Objective:
List every line of the data below that contains the word "green", copying each such line in full.

Excerpted records:
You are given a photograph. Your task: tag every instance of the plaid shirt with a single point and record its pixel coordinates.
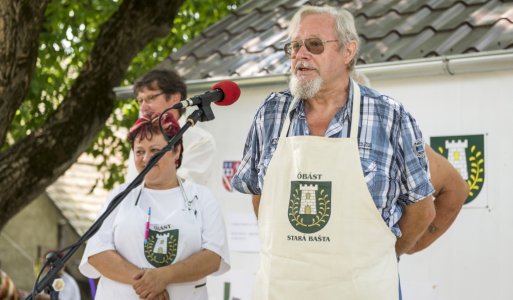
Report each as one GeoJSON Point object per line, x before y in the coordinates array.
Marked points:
{"type": "Point", "coordinates": [391, 148]}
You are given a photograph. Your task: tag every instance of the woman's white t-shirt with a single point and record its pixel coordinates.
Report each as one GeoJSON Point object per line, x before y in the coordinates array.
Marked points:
{"type": "Point", "coordinates": [178, 228]}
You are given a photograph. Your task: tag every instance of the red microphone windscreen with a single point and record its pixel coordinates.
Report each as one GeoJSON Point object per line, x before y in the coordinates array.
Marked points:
{"type": "Point", "coordinates": [230, 90]}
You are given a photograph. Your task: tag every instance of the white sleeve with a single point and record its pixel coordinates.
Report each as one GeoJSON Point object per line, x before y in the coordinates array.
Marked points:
{"type": "Point", "coordinates": [198, 155]}
{"type": "Point", "coordinates": [102, 240]}
{"type": "Point", "coordinates": [213, 231]}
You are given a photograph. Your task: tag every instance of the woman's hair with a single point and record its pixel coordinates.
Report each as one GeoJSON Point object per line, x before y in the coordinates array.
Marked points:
{"type": "Point", "coordinates": [148, 125]}
{"type": "Point", "coordinates": [345, 28]}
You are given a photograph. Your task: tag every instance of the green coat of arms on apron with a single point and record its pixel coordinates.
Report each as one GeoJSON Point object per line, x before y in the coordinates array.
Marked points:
{"type": "Point", "coordinates": [309, 205]}
{"type": "Point", "coordinates": [161, 248]}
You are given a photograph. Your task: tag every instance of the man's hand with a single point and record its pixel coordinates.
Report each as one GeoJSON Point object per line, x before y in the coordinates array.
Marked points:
{"type": "Point", "coordinates": [451, 191]}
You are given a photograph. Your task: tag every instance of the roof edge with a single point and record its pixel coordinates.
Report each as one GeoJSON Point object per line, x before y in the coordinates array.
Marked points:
{"type": "Point", "coordinates": [489, 61]}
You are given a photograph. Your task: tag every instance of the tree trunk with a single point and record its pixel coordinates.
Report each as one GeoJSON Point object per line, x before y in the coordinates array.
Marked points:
{"type": "Point", "coordinates": [35, 162]}
{"type": "Point", "coordinates": [20, 23]}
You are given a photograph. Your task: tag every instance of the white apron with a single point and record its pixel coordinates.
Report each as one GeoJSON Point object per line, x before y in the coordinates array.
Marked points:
{"type": "Point", "coordinates": [129, 233]}
{"type": "Point", "coordinates": [321, 234]}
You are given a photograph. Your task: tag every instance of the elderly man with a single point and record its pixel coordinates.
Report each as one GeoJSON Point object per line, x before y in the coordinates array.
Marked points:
{"type": "Point", "coordinates": [332, 165]}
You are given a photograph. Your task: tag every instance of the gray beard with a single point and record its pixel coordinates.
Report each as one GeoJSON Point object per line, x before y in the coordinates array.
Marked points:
{"type": "Point", "coordinates": [304, 89]}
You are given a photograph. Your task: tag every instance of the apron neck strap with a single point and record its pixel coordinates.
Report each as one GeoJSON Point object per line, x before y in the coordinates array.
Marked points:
{"type": "Point", "coordinates": [355, 119]}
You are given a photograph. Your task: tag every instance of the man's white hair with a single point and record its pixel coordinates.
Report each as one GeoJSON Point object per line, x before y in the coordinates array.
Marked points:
{"type": "Point", "coordinates": [344, 25]}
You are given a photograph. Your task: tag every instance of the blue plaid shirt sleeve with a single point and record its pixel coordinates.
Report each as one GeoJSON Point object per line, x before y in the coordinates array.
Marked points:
{"type": "Point", "coordinates": [246, 177]}
{"type": "Point", "coordinates": [413, 163]}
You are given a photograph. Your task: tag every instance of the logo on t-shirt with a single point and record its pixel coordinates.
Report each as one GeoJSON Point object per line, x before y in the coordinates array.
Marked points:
{"type": "Point", "coordinates": [309, 205]}
{"type": "Point", "coordinates": [161, 248]}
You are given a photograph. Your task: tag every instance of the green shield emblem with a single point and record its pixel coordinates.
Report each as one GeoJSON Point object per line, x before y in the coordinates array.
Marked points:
{"type": "Point", "coordinates": [161, 248]}
{"type": "Point", "coordinates": [466, 154]}
{"type": "Point", "coordinates": [309, 205]}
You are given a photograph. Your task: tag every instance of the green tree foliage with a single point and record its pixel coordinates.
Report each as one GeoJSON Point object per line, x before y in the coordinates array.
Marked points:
{"type": "Point", "coordinates": [67, 37]}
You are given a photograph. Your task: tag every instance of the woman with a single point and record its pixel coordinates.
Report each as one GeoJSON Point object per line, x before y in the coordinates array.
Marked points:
{"type": "Point", "coordinates": [165, 237]}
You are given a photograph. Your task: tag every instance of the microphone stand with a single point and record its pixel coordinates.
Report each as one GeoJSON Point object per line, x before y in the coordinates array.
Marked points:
{"type": "Point", "coordinates": [203, 113]}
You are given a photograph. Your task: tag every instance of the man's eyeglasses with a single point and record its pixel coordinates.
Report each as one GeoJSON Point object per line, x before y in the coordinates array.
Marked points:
{"type": "Point", "coordinates": [148, 99]}
{"type": "Point", "coordinates": [313, 45]}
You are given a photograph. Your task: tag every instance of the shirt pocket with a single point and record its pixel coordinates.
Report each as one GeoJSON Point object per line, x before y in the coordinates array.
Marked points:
{"type": "Point", "coordinates": [369, 168]}
{"type": "Point", "coordinates": [266, 158]}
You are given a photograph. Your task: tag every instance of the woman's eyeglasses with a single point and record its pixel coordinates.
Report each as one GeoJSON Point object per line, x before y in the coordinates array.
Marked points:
{"type": "Point", "coordinates": [148, 99]}
{"type": "Point", "coordinates": [313, 45]}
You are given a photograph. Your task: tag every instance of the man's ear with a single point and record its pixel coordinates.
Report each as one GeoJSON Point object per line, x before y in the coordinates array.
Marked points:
{"type": "Point", "coordinates": [349, 52]}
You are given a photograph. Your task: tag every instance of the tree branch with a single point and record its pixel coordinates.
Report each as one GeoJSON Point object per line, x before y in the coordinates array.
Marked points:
{"type": "Point", "coordinates": [39, 159]}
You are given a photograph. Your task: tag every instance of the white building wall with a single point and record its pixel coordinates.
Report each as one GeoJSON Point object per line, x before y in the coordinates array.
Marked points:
{"type": "Point", "coordinates": [473, 260]}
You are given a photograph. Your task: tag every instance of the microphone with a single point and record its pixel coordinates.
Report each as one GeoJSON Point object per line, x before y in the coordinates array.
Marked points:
{"type": "Point", "coordinates": [222, 93]}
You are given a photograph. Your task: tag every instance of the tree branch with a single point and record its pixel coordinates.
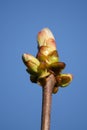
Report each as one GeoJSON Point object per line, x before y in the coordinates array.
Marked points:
{"type": "Point", "coordinates": [46, 102]}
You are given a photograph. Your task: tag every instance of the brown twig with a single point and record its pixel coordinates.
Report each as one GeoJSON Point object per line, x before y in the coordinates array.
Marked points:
{"type": "Point", "coordinates": [46, 102]}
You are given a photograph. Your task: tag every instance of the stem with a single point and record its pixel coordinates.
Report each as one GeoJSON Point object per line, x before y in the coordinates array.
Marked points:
{"type": "Point", "coordinates": [46, 102]}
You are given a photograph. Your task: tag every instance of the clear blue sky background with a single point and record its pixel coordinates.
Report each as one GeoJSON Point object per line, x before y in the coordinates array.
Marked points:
{"type": "Point", "coordinates": [20, 100]}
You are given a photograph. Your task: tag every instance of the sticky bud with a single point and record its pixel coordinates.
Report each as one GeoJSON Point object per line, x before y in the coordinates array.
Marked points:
{"type": "Point", "coordinates": [31, 62]}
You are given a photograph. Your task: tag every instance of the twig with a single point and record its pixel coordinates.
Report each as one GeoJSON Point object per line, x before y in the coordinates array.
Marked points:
{"type": "Point", "coordinates": [46, 102]}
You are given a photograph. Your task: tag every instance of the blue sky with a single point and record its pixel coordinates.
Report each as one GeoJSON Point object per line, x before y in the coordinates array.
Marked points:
{"type": "Point", "coordinates": [20, 100]}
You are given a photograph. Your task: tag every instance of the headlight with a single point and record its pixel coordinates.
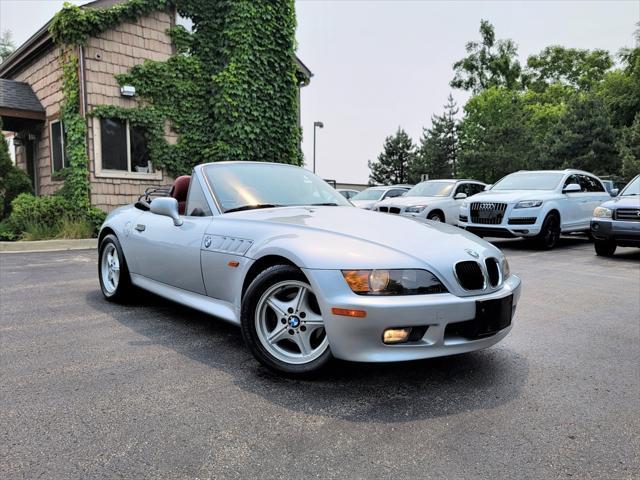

Task solution:
You are given a photograph. Your task: tag every instance of the green coat of arms on apron with a single point and record its pixel coordinates.
You are given a photograph. Your task: tag every instance of the green shield emblem with a single point and record its pixel coordinates.
You are given a photograph. Your task: tag every instance of the green tree foliage with a single point and record its pixel coordinates.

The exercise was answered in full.